What is asked: Recast the records below as a JSON list of strings, with one string for each line from the line containing "Subject = advertising banner" down to the line containing "xmin=619 ymin=86 xmax=679 ymax=100", both included, and blank lines omitted.

[Items stored from a collection]
==================================================

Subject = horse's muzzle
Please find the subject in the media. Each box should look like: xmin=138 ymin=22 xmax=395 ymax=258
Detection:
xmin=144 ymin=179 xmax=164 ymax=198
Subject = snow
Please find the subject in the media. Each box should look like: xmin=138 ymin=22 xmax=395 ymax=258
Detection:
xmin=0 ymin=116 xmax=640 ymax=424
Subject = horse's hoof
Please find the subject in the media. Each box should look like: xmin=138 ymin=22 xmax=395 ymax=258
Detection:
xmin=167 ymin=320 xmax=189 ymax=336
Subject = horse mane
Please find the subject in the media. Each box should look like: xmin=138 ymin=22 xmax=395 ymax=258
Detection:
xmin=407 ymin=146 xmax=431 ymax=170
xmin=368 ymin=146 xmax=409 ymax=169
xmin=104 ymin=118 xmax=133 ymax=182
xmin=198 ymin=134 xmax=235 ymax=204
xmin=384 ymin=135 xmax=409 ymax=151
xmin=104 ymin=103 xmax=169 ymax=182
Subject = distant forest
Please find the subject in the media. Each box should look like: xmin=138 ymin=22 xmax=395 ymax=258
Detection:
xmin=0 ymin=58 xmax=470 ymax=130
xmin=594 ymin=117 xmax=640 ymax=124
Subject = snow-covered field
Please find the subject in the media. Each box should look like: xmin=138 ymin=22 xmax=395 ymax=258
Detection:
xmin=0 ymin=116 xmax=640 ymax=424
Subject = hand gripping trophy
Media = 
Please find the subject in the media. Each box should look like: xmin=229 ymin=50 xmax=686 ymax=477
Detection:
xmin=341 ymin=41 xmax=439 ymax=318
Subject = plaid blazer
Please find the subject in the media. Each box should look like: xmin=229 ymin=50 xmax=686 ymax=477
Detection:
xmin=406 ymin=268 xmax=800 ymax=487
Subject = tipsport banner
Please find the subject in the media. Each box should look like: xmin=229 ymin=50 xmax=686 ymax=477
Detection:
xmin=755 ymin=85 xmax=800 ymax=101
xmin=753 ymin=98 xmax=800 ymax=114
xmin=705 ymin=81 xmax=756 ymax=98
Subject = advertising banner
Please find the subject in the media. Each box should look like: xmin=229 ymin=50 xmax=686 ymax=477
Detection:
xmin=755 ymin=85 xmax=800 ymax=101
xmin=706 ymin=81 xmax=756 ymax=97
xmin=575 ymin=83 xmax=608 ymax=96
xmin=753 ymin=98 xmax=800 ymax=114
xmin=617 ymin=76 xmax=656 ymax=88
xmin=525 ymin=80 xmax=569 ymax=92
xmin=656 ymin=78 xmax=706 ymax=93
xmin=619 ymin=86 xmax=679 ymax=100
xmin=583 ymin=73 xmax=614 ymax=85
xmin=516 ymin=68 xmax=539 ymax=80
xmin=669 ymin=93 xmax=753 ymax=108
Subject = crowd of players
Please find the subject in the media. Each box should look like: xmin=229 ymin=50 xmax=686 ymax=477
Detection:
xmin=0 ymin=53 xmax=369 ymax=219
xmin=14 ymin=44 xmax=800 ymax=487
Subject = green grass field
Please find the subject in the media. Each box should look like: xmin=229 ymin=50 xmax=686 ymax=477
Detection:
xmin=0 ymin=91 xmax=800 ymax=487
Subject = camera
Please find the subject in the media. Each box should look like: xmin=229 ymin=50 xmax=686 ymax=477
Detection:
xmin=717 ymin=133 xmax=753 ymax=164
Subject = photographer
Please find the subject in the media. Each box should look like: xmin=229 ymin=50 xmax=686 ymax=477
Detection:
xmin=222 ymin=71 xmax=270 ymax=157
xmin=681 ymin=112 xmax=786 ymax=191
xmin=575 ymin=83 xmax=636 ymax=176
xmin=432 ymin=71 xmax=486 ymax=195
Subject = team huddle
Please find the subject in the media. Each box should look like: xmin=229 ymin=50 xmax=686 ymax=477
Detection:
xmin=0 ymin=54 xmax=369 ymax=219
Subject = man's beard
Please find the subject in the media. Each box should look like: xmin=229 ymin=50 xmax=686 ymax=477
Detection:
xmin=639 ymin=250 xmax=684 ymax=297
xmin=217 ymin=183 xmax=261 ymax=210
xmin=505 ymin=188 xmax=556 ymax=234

==================================================

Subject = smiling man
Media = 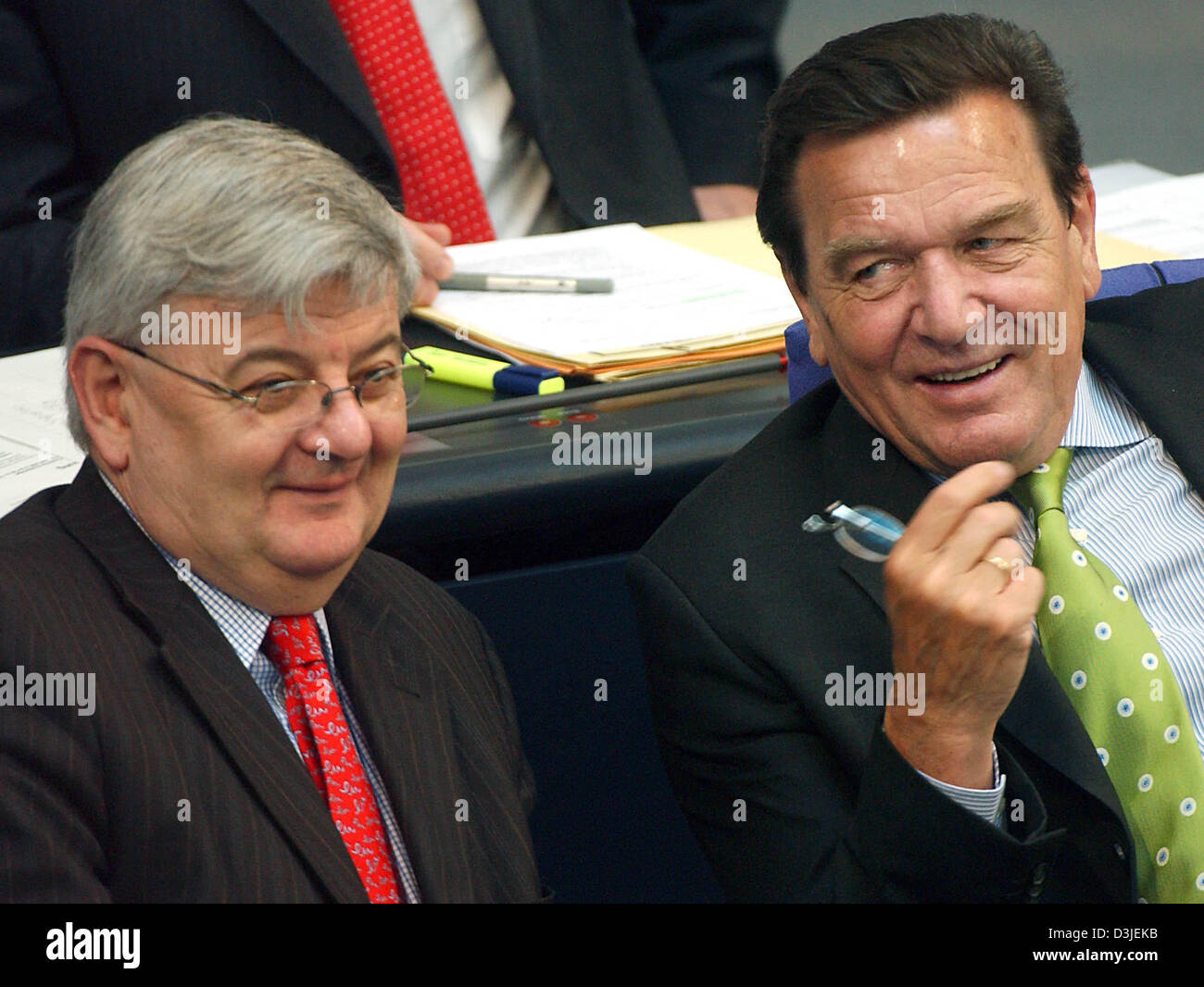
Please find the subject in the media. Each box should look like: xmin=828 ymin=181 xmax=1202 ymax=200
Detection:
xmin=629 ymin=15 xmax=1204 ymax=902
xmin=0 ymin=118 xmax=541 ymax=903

==================================================

Solution for this exercise:
[
  "Subject = advertising banner",
  "Please find the subject in the media. Each box should look like: xmin=229 ymin=50 xmax=686 ymax=477",
  "Detection:",
  "xmin=755 ymin=85 xmax=800 ymax=101",
  "xmin=706 ymin=81 xmax=756 ymax=97",
  "xmin=575 ymin=83 xmax=608 ymax=96",
  "xmin=753 ymin=98 xmax=800 ymax=114",
  "xmin=617 ymin=76 xmax=656 ymax=88",
  "xmin=525 ymin=80 xmax=569 ymax=92",
  "xmin=656 ymin=78 xmax=706 ymax=93",
  "xmin=619 ymin=86 xmax=679 ymax=100"
]